Work to be completed » Run through the data and copy out every line that mentions the word "sheer".

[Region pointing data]
_ _ _ _ _

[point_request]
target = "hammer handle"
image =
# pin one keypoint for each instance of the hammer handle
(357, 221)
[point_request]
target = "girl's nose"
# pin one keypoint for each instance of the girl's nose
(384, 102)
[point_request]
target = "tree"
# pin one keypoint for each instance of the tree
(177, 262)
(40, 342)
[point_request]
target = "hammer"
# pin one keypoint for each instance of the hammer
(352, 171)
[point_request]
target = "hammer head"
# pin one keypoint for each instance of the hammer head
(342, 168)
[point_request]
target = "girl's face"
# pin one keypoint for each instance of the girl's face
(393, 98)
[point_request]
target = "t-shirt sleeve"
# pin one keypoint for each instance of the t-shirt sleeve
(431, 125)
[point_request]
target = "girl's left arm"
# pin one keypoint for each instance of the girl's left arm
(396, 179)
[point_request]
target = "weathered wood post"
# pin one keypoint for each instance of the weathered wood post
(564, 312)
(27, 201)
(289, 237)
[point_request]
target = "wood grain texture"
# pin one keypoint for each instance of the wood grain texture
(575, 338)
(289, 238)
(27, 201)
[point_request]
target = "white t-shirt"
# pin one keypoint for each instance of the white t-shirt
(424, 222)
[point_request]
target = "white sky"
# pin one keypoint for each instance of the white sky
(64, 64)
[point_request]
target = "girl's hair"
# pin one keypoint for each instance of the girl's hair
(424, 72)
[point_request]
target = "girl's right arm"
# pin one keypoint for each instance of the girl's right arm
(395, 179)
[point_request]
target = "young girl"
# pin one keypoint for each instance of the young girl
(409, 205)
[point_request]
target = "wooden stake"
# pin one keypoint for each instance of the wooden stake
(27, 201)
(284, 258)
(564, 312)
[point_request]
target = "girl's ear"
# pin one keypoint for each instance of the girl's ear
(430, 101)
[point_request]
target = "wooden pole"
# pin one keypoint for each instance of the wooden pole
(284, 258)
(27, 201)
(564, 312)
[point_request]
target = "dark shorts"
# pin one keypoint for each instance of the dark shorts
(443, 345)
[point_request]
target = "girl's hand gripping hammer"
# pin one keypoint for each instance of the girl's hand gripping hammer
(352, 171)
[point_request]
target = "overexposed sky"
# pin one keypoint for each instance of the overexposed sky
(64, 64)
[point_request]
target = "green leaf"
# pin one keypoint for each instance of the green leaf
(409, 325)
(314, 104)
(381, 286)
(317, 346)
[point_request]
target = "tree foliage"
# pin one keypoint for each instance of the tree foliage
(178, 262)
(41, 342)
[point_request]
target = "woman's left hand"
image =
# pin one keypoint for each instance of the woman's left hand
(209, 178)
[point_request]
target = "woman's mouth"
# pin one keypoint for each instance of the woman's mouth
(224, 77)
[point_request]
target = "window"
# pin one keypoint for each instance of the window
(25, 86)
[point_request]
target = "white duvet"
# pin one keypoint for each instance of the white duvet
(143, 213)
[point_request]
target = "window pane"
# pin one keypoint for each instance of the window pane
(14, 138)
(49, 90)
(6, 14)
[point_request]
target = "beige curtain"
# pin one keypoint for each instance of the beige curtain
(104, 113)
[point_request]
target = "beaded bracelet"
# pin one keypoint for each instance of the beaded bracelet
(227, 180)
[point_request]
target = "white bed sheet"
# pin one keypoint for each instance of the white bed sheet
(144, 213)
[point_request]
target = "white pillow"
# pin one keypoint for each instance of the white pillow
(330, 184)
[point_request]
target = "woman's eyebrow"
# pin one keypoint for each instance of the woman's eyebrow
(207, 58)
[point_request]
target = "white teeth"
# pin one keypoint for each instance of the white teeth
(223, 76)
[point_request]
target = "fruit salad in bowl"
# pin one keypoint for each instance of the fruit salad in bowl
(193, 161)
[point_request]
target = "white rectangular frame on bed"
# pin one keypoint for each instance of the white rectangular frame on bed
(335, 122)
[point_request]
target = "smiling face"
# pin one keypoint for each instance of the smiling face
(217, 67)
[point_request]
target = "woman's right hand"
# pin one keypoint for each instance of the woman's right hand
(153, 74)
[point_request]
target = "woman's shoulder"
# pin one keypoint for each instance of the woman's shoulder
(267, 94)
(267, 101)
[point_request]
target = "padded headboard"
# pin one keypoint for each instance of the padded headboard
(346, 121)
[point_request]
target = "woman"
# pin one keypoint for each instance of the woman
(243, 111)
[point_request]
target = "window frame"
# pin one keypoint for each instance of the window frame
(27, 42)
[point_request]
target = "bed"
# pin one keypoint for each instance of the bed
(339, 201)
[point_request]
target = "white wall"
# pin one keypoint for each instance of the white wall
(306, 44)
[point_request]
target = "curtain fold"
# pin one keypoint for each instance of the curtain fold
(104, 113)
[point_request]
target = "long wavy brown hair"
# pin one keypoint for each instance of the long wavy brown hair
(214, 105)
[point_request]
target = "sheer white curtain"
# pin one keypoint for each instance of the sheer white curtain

_ _ _ _ _

Final answer »
target = "sheer white curtain"
# pin one keypoint for each instance of the sheer white curtain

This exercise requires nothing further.